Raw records

——————————

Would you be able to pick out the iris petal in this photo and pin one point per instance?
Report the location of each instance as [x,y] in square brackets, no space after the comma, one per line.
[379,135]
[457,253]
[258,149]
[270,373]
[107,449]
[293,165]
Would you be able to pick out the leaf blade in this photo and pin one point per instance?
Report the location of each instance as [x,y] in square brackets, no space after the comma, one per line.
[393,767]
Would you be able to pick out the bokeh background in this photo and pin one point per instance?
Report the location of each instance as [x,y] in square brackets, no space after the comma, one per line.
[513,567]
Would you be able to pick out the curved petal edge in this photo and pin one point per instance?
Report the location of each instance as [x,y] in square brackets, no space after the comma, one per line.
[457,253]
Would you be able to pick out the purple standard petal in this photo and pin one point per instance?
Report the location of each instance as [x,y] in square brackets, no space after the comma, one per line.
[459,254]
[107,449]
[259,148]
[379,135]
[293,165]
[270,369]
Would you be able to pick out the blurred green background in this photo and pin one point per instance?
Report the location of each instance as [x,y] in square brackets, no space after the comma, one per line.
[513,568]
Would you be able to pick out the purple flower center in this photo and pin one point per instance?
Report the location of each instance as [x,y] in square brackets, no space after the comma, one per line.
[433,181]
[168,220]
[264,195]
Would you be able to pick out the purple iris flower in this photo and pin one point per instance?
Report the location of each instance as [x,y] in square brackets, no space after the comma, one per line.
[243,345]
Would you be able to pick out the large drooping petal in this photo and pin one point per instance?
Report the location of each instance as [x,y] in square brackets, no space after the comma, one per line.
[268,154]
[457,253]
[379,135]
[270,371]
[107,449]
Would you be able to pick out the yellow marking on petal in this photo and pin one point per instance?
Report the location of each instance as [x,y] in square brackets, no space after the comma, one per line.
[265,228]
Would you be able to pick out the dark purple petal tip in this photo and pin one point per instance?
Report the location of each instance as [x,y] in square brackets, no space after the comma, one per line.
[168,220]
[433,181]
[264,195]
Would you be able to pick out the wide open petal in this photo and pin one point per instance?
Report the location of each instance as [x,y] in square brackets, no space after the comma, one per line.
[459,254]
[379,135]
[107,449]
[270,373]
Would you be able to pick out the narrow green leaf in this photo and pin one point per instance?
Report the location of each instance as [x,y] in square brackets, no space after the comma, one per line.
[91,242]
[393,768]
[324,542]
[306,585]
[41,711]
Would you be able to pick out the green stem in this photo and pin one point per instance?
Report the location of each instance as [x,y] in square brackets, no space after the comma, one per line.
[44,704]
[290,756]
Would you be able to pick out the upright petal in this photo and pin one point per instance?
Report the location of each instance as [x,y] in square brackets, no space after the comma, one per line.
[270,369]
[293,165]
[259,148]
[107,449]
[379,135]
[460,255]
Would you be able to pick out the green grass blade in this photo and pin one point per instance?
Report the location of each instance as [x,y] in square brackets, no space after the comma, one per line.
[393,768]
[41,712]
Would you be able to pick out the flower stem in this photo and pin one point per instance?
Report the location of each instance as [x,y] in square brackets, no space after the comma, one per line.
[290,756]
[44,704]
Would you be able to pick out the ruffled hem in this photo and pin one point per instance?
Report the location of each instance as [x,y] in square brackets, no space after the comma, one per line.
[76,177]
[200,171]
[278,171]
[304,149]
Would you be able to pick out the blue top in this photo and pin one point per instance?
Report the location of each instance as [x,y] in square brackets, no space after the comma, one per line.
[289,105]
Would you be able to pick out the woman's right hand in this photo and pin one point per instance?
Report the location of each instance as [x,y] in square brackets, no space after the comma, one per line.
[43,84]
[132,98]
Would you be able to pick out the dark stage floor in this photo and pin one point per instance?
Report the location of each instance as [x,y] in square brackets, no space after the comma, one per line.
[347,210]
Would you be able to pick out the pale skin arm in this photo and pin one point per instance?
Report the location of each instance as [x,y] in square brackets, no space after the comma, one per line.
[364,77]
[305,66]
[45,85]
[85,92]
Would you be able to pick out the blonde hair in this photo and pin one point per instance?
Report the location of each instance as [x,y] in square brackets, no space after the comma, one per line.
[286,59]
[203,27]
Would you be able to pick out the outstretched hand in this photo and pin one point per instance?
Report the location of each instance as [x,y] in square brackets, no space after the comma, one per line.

——————————

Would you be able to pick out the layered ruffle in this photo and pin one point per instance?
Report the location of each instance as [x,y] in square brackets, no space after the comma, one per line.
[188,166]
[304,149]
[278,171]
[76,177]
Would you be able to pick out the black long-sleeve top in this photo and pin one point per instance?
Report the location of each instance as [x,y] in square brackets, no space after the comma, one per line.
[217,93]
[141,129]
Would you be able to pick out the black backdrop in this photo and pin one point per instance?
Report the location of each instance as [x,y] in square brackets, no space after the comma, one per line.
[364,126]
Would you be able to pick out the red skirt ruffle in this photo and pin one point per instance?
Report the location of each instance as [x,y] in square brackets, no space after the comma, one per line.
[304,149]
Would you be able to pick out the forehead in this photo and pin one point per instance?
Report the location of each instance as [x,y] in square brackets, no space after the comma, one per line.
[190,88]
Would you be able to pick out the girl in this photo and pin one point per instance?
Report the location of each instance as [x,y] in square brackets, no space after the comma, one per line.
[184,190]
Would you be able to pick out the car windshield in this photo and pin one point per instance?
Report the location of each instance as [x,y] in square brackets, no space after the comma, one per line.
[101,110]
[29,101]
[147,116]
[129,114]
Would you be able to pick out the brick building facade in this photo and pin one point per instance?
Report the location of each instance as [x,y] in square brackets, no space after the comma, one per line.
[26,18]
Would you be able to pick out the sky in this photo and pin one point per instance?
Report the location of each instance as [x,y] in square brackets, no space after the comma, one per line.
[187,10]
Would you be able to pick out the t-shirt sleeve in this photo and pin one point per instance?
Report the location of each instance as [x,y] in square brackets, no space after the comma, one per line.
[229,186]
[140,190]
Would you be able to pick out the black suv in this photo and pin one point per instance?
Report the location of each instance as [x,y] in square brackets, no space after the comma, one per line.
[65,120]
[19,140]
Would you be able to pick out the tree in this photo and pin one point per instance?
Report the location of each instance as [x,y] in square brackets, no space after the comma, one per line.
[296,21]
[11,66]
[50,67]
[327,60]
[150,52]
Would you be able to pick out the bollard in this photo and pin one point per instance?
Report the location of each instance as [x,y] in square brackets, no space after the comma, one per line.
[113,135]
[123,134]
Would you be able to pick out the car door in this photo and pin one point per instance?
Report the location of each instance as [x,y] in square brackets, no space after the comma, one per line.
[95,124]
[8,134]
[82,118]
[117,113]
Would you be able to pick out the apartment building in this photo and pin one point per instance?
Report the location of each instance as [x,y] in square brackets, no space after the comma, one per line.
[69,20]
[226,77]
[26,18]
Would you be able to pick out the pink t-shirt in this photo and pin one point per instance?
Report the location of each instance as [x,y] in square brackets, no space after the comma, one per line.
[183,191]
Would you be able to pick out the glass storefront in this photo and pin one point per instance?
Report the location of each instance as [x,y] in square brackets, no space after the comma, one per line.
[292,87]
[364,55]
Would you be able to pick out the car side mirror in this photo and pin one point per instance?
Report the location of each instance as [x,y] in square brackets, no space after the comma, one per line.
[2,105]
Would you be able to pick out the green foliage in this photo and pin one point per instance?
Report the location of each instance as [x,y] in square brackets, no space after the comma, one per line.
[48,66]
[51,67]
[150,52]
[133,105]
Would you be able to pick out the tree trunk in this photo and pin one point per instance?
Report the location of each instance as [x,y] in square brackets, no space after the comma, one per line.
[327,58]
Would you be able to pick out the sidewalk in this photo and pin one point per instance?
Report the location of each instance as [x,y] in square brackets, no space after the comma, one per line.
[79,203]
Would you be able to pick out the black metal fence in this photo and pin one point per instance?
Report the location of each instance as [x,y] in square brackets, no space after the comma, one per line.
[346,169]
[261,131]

——————————

Aim
Tally the lines of the records that contain the word "blade". Give only the number.

Correct output
2